_課題の目標_: フッ素の解説文を、最後に示された文の後から書き進めてください。

_文書本文_:
元素記号F、原子番号9番の元素、フッ素。
ハロゲンの中で最も反応性が高く、元素としては最も高い電気陰性度(電子を引き付ける度合い)をもつ。フッ素ガスの単離に初めて成功したのは、フランスの化学者アンリ・モアッサンである。ただし、彼の単離技術が構築されるまでの間に、その強い毒性によって多くの化学者が病や死に至った。英名Florineは蛍石CaF2(fluorite)に由来する。蛍石が製鉄プロセスで鉄を溶かす融剤として使われていたため、その名前も流れを意味するラテン語(fluere)から来ている。
フッ素は冷却すると液体になる。沸点は−188 ℃
Prof B. G. Muellerによる”A tube with liquid fluorine in a cryogenic bath”ライセンスはCC BY-SA3.0(WIKIMEDIA COMMONS)

[保存済みの項目]
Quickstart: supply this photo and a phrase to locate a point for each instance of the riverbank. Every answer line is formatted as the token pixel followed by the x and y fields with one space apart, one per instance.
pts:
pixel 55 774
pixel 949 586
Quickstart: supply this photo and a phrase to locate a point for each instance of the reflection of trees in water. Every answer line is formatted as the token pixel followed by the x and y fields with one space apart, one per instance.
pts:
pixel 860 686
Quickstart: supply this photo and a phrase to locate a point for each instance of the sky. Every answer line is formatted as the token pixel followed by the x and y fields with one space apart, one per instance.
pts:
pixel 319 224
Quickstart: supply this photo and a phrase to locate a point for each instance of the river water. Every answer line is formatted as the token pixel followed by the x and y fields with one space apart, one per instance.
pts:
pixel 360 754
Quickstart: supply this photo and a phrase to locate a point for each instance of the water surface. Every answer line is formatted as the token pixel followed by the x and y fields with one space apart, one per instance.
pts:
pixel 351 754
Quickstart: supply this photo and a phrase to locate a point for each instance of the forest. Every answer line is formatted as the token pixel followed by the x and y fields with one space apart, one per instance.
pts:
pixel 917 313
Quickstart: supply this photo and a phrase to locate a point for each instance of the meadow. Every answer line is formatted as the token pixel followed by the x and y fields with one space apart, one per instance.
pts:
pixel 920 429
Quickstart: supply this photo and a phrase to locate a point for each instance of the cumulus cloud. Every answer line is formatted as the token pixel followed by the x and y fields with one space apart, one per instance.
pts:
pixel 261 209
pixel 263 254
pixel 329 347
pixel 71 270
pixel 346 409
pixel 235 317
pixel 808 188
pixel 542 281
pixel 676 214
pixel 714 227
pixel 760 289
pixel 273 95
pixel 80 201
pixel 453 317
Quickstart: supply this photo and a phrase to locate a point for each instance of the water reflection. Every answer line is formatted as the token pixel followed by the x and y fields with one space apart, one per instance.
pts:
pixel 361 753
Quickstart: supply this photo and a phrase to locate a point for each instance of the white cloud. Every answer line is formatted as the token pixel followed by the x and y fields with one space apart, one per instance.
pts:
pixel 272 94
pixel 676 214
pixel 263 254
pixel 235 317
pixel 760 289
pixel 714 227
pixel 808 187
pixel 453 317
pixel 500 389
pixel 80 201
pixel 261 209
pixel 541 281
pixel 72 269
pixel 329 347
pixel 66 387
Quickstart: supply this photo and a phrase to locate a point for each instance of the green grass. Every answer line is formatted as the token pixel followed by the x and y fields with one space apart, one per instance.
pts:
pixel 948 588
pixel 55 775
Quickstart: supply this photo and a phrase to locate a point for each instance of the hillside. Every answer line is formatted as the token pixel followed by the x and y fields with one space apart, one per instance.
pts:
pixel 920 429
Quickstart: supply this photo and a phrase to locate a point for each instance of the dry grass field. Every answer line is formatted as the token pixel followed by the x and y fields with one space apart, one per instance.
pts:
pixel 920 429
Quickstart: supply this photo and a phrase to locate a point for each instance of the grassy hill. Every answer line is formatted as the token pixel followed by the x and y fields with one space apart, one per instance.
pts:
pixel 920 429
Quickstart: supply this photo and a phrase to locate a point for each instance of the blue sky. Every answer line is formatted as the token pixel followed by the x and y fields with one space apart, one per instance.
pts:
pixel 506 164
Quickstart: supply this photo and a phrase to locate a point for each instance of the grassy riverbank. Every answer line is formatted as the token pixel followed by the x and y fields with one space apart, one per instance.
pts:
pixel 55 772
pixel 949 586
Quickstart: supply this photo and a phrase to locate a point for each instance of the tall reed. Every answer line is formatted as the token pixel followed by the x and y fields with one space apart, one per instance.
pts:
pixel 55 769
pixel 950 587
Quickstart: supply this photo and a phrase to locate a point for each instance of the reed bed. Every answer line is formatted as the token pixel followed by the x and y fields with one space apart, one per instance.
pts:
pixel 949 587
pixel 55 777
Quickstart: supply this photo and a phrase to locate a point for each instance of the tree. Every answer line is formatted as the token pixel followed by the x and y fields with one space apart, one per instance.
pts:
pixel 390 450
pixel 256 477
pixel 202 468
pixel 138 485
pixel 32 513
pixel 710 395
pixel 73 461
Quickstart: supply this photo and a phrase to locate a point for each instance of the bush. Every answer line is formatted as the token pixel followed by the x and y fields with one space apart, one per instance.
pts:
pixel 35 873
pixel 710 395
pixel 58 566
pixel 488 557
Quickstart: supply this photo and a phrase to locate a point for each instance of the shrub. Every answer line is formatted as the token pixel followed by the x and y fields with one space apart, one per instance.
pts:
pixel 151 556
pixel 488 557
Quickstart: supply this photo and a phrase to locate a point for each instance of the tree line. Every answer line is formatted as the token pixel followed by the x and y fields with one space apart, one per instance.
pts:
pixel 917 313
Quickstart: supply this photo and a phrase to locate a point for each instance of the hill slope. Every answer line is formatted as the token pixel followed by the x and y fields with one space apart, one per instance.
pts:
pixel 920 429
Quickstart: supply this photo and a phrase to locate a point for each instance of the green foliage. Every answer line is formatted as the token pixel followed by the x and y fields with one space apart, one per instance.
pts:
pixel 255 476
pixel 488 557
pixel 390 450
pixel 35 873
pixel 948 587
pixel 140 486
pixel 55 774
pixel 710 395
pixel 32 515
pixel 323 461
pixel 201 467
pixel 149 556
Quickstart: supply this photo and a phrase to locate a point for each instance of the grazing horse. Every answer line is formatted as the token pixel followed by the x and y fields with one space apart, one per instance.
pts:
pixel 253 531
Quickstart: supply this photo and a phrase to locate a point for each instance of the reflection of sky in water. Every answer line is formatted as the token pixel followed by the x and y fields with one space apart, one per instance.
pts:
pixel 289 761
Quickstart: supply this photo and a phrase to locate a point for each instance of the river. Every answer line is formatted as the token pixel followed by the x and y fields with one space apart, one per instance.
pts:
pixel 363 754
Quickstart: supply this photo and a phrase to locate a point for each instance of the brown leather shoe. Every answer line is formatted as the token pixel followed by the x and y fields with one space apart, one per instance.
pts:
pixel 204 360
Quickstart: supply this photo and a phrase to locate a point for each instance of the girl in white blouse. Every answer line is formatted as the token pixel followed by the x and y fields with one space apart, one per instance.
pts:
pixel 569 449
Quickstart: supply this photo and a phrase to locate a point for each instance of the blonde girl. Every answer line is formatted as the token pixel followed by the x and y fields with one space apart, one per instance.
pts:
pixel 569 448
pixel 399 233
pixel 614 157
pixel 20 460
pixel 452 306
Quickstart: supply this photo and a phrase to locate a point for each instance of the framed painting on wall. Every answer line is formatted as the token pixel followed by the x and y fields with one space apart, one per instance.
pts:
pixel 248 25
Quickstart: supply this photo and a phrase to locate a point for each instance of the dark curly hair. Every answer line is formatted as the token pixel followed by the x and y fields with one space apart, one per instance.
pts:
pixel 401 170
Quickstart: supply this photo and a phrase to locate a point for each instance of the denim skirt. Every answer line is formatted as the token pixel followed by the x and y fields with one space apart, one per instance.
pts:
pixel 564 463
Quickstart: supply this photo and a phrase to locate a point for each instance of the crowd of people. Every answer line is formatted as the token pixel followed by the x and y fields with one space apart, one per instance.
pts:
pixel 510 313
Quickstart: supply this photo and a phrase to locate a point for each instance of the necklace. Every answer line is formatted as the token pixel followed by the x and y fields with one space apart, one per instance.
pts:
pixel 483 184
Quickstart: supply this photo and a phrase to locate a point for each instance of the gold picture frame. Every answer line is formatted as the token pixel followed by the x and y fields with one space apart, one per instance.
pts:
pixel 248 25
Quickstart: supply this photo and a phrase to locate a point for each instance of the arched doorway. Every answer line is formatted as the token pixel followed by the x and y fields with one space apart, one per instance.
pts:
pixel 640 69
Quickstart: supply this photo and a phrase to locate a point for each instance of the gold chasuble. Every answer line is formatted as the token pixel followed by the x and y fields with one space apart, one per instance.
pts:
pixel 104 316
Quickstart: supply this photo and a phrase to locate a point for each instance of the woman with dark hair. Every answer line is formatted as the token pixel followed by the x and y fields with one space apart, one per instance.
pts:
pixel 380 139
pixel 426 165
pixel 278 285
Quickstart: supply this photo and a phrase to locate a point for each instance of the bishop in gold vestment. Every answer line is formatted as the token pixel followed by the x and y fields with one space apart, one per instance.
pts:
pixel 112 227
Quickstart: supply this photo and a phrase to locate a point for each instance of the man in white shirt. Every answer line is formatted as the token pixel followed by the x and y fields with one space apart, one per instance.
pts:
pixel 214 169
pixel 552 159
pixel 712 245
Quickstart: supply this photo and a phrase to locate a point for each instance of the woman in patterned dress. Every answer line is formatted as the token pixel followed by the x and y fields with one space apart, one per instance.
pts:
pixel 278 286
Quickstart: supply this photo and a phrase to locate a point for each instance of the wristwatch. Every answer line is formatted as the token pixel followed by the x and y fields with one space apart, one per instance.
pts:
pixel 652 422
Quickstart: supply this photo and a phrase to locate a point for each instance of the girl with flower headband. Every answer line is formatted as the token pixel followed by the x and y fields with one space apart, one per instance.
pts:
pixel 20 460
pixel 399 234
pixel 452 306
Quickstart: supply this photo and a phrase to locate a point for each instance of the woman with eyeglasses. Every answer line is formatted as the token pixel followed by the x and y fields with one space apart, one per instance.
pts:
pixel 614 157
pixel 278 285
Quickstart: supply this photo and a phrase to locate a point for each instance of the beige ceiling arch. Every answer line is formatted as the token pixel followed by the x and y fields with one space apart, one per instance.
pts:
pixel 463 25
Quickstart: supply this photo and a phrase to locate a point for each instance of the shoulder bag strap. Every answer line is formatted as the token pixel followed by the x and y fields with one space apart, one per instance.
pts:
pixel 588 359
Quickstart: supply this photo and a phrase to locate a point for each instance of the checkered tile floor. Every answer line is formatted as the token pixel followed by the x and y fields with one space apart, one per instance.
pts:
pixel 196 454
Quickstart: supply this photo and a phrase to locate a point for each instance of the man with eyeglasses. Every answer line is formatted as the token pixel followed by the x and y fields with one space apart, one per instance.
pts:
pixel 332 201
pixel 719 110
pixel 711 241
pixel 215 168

_回答は以下_:
蛍石は製鋼における融剤のほかに、望遠鏡や写真用望遠レンズに利用される。フッ酸(フッ化水素酸)は50%のフッ化水素HFの水溶液で、金属だけでなくガラスも腐食する。フッ素ガスF2は猛毒であるが、フッ素化剤として多くの反応に用いられる。その代表例はウラン235 (235U) 濃縮のためのフッ化ウラン (UF6) の製造用である。また、フッ素またはフッ化物は様々な物質の表面の性質を機能化させることができる物質で、まさしく表面処理の王様といえる。
フッ素ガス処理によって、たとえば不織布や紙などの撥水性、染色性、印刷性などの機能を向上させたり、プラスチックボトルの強度を著しく向上できたりする。フッ素ガスは有機物のみならず、金属やセラミックスの表面層のみのフッ化物化もできる。
写真はトルエン200 mLを、フッ素処理したポリエチレン製ボトルおよびフッ素処理をしていないポリエチレン製ボトル(内容積は500 mL)の中にそれぞれ入れ、蓋をして室温で保管し、30日経過後の様子である。あわせてグラフは、40日間、同実験における重量測定の変化を示している。40日ほどの経過で、溶媒の10~15%がボトル表面を透過して消失すること、溶媒の減少に伴ってボトル内部が減圧になるためポリエチレンが変形することがわかる。
HDPE容器とフッ素処理容器のトルエン保管による変形の様子
(ボトル本体と外蓋:高密度ポリエチレンHDPE、内蓋:低密度ポリエチレンLDPE)
フッ素処理容器の断面モデル
写真および図面の提供協力:高松帝酸株式会社
フッ素ガス表面処理技術『フロロバリアー容器』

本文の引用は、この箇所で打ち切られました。